**TASK DIRECTIONS**
Lay out every line of the items below as a Markdown table with two columns, Row and Text. Number each line in Row, put the line itself in Text, and leave out blank lines.

**INFORMATION SHOWN**
+++++
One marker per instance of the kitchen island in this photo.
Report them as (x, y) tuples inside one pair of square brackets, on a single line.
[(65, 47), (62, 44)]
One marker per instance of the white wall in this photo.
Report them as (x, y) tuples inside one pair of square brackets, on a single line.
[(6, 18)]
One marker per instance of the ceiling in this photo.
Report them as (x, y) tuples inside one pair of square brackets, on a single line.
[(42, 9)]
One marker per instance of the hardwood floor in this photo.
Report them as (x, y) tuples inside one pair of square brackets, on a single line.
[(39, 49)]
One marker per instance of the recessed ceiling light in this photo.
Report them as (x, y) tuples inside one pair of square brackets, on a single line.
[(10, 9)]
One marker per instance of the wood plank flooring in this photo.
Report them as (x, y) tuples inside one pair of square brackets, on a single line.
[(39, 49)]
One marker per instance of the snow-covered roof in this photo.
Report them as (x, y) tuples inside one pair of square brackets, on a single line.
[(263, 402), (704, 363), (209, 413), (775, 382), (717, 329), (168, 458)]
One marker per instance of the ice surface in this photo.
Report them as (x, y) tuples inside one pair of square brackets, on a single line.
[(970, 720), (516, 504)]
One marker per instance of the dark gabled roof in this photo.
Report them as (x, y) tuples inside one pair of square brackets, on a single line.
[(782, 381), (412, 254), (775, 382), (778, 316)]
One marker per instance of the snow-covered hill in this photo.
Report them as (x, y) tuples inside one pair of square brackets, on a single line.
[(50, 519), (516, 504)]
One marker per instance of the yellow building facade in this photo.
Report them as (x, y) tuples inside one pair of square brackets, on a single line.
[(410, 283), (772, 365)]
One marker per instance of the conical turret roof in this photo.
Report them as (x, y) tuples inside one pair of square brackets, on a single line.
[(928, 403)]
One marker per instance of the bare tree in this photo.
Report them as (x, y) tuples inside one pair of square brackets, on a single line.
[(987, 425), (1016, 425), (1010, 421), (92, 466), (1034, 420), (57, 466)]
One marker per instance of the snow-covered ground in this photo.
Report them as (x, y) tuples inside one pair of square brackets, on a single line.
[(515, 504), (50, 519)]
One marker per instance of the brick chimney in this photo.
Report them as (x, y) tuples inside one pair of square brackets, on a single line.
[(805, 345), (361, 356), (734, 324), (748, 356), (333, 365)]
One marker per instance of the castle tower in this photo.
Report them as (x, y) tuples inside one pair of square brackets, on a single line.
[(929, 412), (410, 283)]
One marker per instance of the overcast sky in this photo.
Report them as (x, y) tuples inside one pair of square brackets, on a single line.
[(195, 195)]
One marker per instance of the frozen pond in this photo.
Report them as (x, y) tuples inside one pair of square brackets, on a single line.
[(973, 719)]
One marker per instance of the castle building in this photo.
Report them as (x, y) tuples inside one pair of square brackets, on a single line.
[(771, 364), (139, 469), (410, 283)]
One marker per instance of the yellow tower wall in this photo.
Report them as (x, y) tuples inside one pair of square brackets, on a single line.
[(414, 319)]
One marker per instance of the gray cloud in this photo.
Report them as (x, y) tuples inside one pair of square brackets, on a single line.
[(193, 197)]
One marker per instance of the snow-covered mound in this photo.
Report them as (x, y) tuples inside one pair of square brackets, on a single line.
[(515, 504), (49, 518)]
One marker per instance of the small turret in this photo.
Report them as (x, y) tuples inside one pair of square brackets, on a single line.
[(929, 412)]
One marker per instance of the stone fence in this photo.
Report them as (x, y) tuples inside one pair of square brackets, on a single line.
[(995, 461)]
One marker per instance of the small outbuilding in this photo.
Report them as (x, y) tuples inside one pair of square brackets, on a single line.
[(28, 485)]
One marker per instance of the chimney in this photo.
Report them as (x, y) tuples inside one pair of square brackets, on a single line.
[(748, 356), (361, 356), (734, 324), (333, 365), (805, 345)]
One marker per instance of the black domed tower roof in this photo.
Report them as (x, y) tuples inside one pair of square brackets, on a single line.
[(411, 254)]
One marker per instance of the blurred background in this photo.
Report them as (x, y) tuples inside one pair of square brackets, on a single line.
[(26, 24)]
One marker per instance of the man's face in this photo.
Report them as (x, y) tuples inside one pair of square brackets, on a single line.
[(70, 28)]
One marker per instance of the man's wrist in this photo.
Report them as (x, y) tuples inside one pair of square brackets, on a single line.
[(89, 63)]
+++++
**EXERCISE RESPONSE**
| Row | Text |
|---|---|
| 1 | One marker per instance of the kitchen island in this photo. |
| 2 | Report them as (x, y) tuples inside one pair of square brackets, on a single line. |
| 3 | [(65, 47), (62, 44)] |
| 4 | One marker per instance of the white wall in this photo. |
| 5 | Report them as (x, y) tuples inside one pair of square brackets, on a single line. |
| 6 | [(6, 18)] |
| 7 | One marker per instance of the ceiling in this photo. |
| 8 | Report them as (x, y) tuples inside one pair of square brackets, on a single line. |
| 9 | [(42, 9)] |
| 10 | One marker per instance of the hardwood floor in this photo. |
| 11 | Report them as (x, y) tuples inside one pair of square brackets, on a single line. |
| 12 | [(39, 49)] |
| 13 | One marker per instance of the recessed ceiling light in this photo. |
| 14 | Report them as (x, y) tuples inside one pair of square brackets, on a single line. |
| 15 | [(10, 9)] |
| 16 | One marker per instance of the wood plank flooring in this photo. |
| 17 | Report them as (x, y) tuples inside one pair of square brackets, on a single line. |
| 18 | [(39, 49)] |
| 19 | One marker per instance of the snow-covered roof in this photo. |
| 20 | Report them as (x, y) tuples inside one pair of square brackets, on a single line. |
| 21 | [(263, 402), (704, 363), (209, 413), (775, 382), (717, 329), (168, 458)] |
| 22 | One marker per instance of the ice surface in this photo. |
| 23 | Report them as (x, y) tuples inside one pair of square brackets, on a single line. |
| 24 | [(970, 720), (516, 504)] |
| 25 | One marker per instance of the dark gabled roof in this photo. |
| 26 | Report them as (x, y) tuples inside one pair of square brackets, on a single line. |
| 27 | [(782, 381), (412, 254), (775, 382), (778, 316)] |
| 28 | One marker per instance of the snow-covered hill in this photo. |
| 29 | Report them as (x, y) tuples inside one pair of square brackets, on a single line. |
| 30 | [(50, 519), (516, 504)] |
| 31 | One marker per instance of the yellow building facade in this photo. |
| 32 | Report them as (x, y) tuples inside one pair of square brackets, on a single line. |
| 33 | [(410, 283), (772, 365)] |
| 34 | One marker per instance of the conical turret roof in this photo. |
| 35 | Report them as (x, y) tuples inside one pair of square brackets, on a single line. |
| 36 | [(928, 403)] |
| 37 | One marker per instance of the bare tree in this photo. |
| 38 | Report them as (x, y) tuples inside one pair of square brackets, on a single line. |
| 39 | [(987, 425), (1016, 425), (1010, 421), (92, 466), (1034, 420), (57, 466)] |
| 40 | One marker per instance of the snow-covered ground in this photo. |
| 41 | Report them as (x, y) tuples inside one pair of square brackets, on a single line. |
| 42 | [(515, 504), (50, 519)] |
| 43 | One marker per instance of the brick chimney in this photo. |
| 44 | Report them as (x, y) tuples inside one pair of square brackets, on a single line. |
| 45 | [(805, 345), (361, 356), (734, 324), (748, 356), (333, 365)] |
| 46 | One marker per instance of the castle tower in this photo. |
| 47 | Report them as (x, y) tuples inside one pair of square brackets, on a single line. |
| 48 | [(929, 412), (410, 283)] |
| 49 | One marker per instance of the overcast sky in this photo. |
| 50 | Report them as (x, y) tuples inside one pair of square brackets, on a single line. |
| 51 | [(195, 195)] |
| 52 | One marker per instance of the frozen pond in this photo. |
| 53 | Report them as (x, y) tuples inside one pair of square brackets, on a single line. |
| 54 | [(973, 719)] |
| 55 | One marker per instance of the castle building in this photo. |
| 56 | Report them as (x, y) tuples inside one pair of square brackets, on a single line. |
| 57 | [(771, 364), (139, 469), (410, 283)] |
| 58 | One marker per instance of the yellow tower wall in this photo. |
| 59 | Report them as (x, y) tuples inside one pair of square brackets, on a single line. |
| 60 | [(414, 319)] |
| 61 | One marker per instance of the gray cloud in this photo. |
| 62 | Report them as (x, y) tuples inside one pair of square brackets, on a single line. |
| 63 | [(193, 197)] |
| 64 | One marker per instance of the snow-covered mound in this photo. |
| 65 | Report them as (x, y) tuples inside one pair of square brackets, on a single line. |
| 66 | [(515, 504), (49, 518)] |
| 67 | One marker per instance of the small turret in this photo. |
| 68 | Report them as (x, y) tuples inside one pair of square brackets, on a single line. |
| 69 | [(929, 412)] |
| 70 | One marker per instance of the stone fence in this photo. |
| 71 | Report them as (x, y) tuples inside one pair of square brackets, on a single line. |
| 72 | [(995, 461)] |
| 73 | One marker per instance of the small outbuilding in this photo. |
| 74 | Report them as (x, y) tuples inside one pair of square brackets, on a single line. |
| 75 | [(28, 485)] |
| 76 | One marker per instance of the chimney in this photo. |
| 77 | Report them as (x, y) tuples inside one pair of square brackets, on a single line. |
| 78 | [(748, 356), (361, 356), (734, 324), (333, 365), (805, 345)] |
| 79 | One marker per instance of the black domed tower roof in this photo. |
| 80 | Report them as (x, y) tuples inside one pair of square brackets, on a single line. |
| 81 | [(411, 254)] |
| 82 | One marker per instance of the blurred background in this photo. |
| 83 | Report them as (x, y) tuples inside one pair of square brackets, on a single line. |
| 84 | [(26, 24)] |
| 85 | One marker per instance of the man's face in this photo. |
| 86 | Report them as (x, y) tuples inside one pair of square brackets, on a single line. |
| 87 | [(70, 28)] |
| 88 | One marker per instance of the man's wrist in this photo. |
| 89 | Report them as (x, y) tuples inside one pair of square brackets, on a single line. |
| 90 | [(89, 63)] |